Gradually we’re witnessing a change in the mentality with which people approach video gaming, but it’s far too internal, and even then it’s more of a ripple, than a rip-tide. Some how, externally, the world needs to recognize the power of the platform, if only to know that this passion of ours; this hobby we feeds so much money into, it’s not wasted, nor is it wasting us. We ARE being enlightened by astounding narrative efforts that are provoking reactions within us. People such as Ken Levine, Fumito Ueda, Goichi Suda, Hideo Kojima, and the Houser brothers, are worth just as much to the world as any Scorsese, Scott, Spielberg, or Lynch, and declassifying the artistic vision of the men and women who work behind these games on the principle that they’re “just games” is a naive, and narrow-minded practice.

Why doesn’t Konami want me to play MGS Online?

As a very recent recruit to the PS3 band-wagon one of my first, most important actions was to seek out the Metal Gear Solid Online beta from PSN. Excitement, over the course of the 12 or so hours it’s taken me to play the game, understandably died. Slowly. Fragment by fragment, like the tragic single-parent kid who’s waiting for his dad to come to his mother’s house and pick him up for a day at the ball park. “He’ll be here any minute, honey.” No he wont…

Konami is that dad, and MGSO is that ball park. So far it’s taken me around 14 hours to play this game, and it’s still a work in progress. Let me explain the many, MANY steps it’s cost me so far…

  1. Downloading the game. This was tragically slow in itself. It took around 4 hours to do so, and it’s only 740 megabytes in size.
  2. Installing the game. This consumed about 40 or so minutes in itself. Besides, why do you have to install PS3 demos at all? Does this take up room both for the source file, and the installed file? I friggin’ hope not…
  3. Updating the game. I actually make it into the game, and I’m not ready yet. Not even close. I need an update. This, using a peer-to-peer system, takes about 10 minutes to find a below-par, barely-reasonable download speed, and from that, if you’re lucky, you’ll have your file in about an hour or so. I fell asleep at this point, and woke up several hours later to work on…
  4. Installing the update. I actually have to install the update too? This doesn’t happen automatically? This was another wait, not so long; 10 minutes. After which I had to quit and restart the game.
  5. Registering myself. Surely I can just play now, right? WRONG! YOU’RE WRONG LOU! WHY WOULD YOU EVEN THINK THAT! How naive of me. What, in actual fact, I had to do now was obtain a KONAMI ID AND a GAME ID. Not one or the other, but both. The registration for process asks for just about every bit of your personal information; for what reason I’m neglecting to understand.

Data lines:
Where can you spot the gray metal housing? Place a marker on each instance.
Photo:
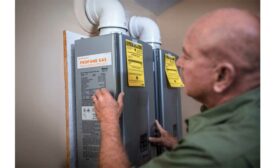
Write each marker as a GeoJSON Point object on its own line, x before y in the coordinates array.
{"type": "Point", "coordinates": [138, 114]}
{"type": "Point", "coordinates": [168, 99]}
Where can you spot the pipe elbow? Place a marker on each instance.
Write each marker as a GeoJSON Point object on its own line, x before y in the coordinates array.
{"type": "Point", "coordinates": [146, 30]}
{"type": "Point", "coordinates": [108, 15]}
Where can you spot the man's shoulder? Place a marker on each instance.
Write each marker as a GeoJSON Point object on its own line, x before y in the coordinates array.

Your objective:
Can you repeat, word for word, the part of the Metal Gear Solid Online post above starting with "Gradually we’re witnessing" and going on through "play MGS Online?"?

Result:
Gradually we’re witnessing a change in the mentality with which people approach video gaming, but it’s far too internal, and even then it’s more of a ripple, than a rip-tide. Some how, externally, the world needs to recognize the power of the platform, if only to know that this passion of ours; this hobby we feeds so much money into, it’s not wasted, nor is it wasting us. We ARE being enlightened by astounding narrative efforts that are provoking reactions within us. People such as Ken Levine, Fumito Ueda, Goichi Suda, Hideo Kojima, and the Houser brothers, are worth just as much to the world as any Scorsese, Scott, Spielberg, or Lynch, and declassifying the artistic vision of the men and women who work behind these games on the principle that they’re “just games” is a naive, and narrow-minded practice.

Why doesn’t Konami want me to play MGS Online?